Requirement: From the first line to the last, give the records again exactly.

Spatial localization data:
[Start of section]
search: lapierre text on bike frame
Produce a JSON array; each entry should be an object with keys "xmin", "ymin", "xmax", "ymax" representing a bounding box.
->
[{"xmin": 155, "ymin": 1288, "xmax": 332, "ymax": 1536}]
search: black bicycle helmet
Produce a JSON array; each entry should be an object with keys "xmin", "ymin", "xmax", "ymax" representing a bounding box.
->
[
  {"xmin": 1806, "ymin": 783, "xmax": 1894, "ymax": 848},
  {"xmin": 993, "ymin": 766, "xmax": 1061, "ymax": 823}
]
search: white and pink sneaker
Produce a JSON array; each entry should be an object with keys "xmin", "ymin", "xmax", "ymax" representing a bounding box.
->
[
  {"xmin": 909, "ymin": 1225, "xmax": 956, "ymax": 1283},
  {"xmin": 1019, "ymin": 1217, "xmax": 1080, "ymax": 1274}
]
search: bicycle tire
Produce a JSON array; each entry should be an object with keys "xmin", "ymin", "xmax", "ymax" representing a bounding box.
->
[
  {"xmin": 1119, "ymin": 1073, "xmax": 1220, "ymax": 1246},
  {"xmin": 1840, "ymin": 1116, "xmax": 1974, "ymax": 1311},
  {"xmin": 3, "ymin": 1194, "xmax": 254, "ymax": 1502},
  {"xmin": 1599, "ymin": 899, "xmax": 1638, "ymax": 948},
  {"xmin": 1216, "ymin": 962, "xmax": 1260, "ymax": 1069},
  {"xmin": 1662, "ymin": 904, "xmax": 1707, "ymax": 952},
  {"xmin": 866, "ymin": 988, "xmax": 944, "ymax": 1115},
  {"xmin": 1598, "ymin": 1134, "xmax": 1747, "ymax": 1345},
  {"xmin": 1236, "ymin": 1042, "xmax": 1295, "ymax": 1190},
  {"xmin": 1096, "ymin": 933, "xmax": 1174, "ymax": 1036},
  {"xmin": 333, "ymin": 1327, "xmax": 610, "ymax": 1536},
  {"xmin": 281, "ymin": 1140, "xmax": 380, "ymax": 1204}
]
[End of section]
Task solution:
search: lapierre text on bike frame
Produce a JSON array; each entry should be an object with keys "xmin", "ymin", "xmax", "ymax" representing a bounding box.
->
[{"xmin": 155, "ymin": 1288, "xmax": 332, "ymax": 1536}]
search: black bicycle helmet
Produce a JSON array; each entry should be an object with keys "xmin", "ymin", "xmax", "ymax" representing a bounding box.
->
[
  {"xmin": 1806, "ymin": 783, "xmax": 1894, "ymax": 848},
  {"xmin": 993, "ymin": 766, "xmax": 1061, "ymax": 823}
]
search: white and pink sneaker
Produce a JSON array; each entry should be an object with keys "xmin", "ymin", "xmax", "ymax" representing a bounding box.
->
[
  {"xmin": 909, "ymin": 1225, "xmax": 956, "ymax": 1283},
  {"xmin": 1019, "ymin": 1217, "xmax": 1080, "ymax": 1274}
]
search: bicycle tire
Produce a JSON array; each entry should be an object with keys "xmin", "ymin", "xmax", "ymax" representing a bounding box.
->
[
  {"xmin": 1119, "ymin": 1073, "xmax": 1220, "ymax": 1246},
  {"xmin": 1840, "ymin": 1116, "xmax": 1974, "ymax": 1311},
  {"xmin": 3, "ymin": 1194, "xmax": 254, "ymax": 1502},
  {"xmin": 1599, "ymin": 899, "xmax": 1638, "ymax": 948},
  {"xmin": 1216, "ymin": 962, "xmax": 1260, "ymax": 1069},
  {"xmin": 1662, "ymin": 904, "xmax": 1707, "ymax": 952},
  {"xmin": 866, "ymin": 988, "xmax": 944, "ymax": 1115},
  {"xmin": 1598, "ymin": 1134, "xmax": 1747, "ymax": 1345},
  {"xmin": 1236, "ymin": 1042, "xmax": 1295, "ymax": 1190},
  {"xmin": 1096, "ymin": 933, "xmax": 1174, "ymax": 1036},
  {"xmin": 333, "ymin": 1327, "xmax": 610, "ymax": 1536},
  {"xmin": 281, "ymin": 1140, "xmax": 380, "ymax": 1204}
]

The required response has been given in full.